In a suicide attack at the Brussels international airport, shots rang out as terrorists shouted in Arabic just before two very loud explosions were heard. Video and photos emerged on social media that showed black smoke rising from the Zaventem airport terminal building in Belgium. Passengers streamed away from the terminal, some bloodied and dazed. There were explosions on the Brussels urban rail system, as well. There are reports that at least 28 persons have perished.
All public transportation in the Belgian capital has been shut down, in much the same way as transport was shuttered in London in 2005 when terrorists struck the underground there. Belgian authorities are calling for citizens to remain in place. All three long-distance rail stations in Brussels are closed. The cross-channel tunnel from Belgium to England is also closed.
A couple kisses in relief outside the Maalbeek rail station while a wounded man begs for aid
The attack occurred just four days after Belgian and French security forces, with assistance from the United States, arrested a suspect wanted in the November 2015 attack in Paris that claimed 130 lives. Police had been on the look out for possible reprisals. The Paris attack has been linked to the Islamic State terror organization in the Middle East. The threat leve in Belgium has been set at 'maximum.' Soldiers have been deployed on the streets of Brussels.
Reporter Alex Rossi of Sky News heard the blasts at the airport. He said, "I could feel the building move. There was also dust and smoke as well... I went towards where the explosion came from and there were people coming out looking very dazed and shocked."
European security authorities are conferring on an emergency basis. Airport security has been bolstered in the Netherlands and Britain, including facilities at Amsterdam, Heathrow, Stansted, and London.
Video recorded on the scene showed shattered glass and ceiling tiles at the departure hall at Zavantem airport. The explosion was apparently triggered near the American Airlines check-in desk. A report from Belgian VRT media indicated that a blast also occurred on an underground train. An earlier broadcast suggest that 10 persons died there. Other reports said that the explosion was on a train going between the Schuman and Maelbeek stations, which are near installations of the European Union. A tweet by a local journalist showed the body of a person covered in blood at the Maelbeek metro station on the Rue de la Loi avenue which connects central Brussels with EU institutions. EU Commission staff are being told to stay put.
Some of the injured were given first aid on the sidewalk outside the stricken rail stations. A photograph taken of a blasted rail car showed a shattered human body and shreds of flesh hanging from inside the car.
Sirens are heard in the city as ambulances take the injured to hospitals. Belgian Prime Minister Charles Michel tweeted today, "We are following the situation minute by minute. Our priority concern is for the victims and those present in the airport.” He added, "For now, we are asking everyone to avoid all movement."
==*==
## Problems to solve
**a.** According to the report on the Brussels attacks, why had police been on the lookout for possible reprisals? Explain in one to three sentences.
**b.** In the report on the Brussels attacks, what did Belgian Prime Minister Charles Michel ask of everyone in his tweet?

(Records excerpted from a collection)
==*==
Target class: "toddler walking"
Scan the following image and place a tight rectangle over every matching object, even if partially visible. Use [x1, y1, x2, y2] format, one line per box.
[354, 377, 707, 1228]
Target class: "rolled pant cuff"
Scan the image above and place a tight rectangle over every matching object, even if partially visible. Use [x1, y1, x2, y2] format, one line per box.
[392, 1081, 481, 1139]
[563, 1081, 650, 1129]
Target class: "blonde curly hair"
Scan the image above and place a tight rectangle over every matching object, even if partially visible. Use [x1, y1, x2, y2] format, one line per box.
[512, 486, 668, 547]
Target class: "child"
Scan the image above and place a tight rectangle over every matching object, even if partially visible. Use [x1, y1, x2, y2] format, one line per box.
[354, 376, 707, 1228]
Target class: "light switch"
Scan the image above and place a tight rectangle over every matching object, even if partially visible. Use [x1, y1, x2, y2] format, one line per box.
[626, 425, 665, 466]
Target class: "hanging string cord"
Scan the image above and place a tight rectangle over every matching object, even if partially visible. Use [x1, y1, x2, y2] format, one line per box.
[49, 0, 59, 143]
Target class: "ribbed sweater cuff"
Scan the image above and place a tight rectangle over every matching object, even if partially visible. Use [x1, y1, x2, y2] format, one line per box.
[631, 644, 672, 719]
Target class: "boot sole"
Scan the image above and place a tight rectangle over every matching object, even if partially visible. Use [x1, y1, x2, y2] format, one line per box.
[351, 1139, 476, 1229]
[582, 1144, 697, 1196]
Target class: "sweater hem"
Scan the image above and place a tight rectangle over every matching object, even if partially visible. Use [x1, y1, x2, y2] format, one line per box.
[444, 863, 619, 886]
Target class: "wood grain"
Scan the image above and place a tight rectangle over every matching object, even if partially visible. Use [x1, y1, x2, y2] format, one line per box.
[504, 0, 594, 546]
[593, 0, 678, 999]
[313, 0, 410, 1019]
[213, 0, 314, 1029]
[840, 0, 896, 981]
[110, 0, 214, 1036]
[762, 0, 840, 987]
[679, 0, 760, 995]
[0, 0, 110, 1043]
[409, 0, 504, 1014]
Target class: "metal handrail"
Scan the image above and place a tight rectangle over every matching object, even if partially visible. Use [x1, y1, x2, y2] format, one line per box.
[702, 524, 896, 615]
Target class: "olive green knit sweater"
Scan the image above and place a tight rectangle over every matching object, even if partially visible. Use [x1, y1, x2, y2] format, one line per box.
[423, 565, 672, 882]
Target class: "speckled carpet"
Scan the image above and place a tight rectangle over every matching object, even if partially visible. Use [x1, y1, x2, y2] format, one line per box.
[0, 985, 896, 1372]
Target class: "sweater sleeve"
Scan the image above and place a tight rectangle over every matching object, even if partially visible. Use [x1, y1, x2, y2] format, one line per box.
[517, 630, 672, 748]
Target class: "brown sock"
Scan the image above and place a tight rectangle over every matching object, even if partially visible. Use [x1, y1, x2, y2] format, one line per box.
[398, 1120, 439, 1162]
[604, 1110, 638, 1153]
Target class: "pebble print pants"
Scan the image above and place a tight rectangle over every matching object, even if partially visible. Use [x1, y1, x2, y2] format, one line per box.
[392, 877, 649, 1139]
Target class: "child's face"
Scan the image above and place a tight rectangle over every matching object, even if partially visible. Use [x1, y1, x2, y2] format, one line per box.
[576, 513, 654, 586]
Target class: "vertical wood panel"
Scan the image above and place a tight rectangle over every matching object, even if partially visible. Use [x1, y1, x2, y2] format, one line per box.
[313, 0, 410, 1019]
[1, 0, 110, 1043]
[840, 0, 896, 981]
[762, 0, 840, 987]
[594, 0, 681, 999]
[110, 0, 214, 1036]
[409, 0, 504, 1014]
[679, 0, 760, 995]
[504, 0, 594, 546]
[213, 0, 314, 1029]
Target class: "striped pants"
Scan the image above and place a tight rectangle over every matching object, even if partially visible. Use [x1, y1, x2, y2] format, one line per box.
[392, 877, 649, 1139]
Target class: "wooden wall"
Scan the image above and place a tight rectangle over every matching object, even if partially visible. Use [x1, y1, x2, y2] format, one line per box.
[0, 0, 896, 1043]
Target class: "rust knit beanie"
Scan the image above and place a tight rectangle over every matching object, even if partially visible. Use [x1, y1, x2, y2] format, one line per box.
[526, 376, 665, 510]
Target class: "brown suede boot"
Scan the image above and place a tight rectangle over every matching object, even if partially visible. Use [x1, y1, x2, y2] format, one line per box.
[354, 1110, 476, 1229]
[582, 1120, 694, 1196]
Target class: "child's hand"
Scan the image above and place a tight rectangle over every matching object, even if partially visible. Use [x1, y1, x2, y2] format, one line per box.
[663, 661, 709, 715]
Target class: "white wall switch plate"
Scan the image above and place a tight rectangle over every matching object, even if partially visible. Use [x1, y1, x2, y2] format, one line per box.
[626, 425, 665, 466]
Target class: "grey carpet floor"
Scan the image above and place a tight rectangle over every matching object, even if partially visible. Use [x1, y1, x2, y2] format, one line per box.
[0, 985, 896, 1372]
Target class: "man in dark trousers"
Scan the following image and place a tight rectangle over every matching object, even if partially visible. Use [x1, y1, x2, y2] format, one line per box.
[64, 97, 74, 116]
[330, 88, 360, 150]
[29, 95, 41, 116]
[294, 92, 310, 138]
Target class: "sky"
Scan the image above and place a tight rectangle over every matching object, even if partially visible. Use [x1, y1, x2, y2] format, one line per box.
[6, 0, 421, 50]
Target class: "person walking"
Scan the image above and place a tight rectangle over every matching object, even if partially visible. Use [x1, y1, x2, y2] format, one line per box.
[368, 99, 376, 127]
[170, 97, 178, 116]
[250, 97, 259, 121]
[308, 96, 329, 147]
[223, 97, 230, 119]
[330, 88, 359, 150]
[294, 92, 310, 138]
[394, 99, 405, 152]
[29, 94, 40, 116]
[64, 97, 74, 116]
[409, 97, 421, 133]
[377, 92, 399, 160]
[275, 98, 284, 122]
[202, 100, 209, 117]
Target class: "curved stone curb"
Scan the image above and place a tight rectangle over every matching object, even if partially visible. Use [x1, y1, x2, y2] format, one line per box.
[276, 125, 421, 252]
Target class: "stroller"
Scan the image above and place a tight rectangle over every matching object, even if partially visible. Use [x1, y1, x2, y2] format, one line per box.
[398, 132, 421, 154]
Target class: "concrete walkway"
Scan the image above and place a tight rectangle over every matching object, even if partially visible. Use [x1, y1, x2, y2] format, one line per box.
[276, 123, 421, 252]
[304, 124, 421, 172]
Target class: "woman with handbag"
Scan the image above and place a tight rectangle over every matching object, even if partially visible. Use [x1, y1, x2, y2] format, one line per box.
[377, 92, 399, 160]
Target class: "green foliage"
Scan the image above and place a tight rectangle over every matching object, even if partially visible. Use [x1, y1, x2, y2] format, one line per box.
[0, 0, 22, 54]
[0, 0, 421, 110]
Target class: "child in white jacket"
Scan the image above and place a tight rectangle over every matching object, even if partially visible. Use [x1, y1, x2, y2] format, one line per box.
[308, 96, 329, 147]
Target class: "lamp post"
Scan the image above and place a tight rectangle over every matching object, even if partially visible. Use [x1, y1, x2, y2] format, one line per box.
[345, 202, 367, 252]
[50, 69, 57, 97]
==*==
## Exercise results
**a.** Four days before the attack, Belgian and French security forces, with help from the United States, arrested a suspect wanted in the November 2015 Paris attack that killed 130 people. Police had been watching for possible reprisals after that arrest. The Paris attack has been linked to the Islamic State.

**b.** He asked everyone to avoid all movement for now.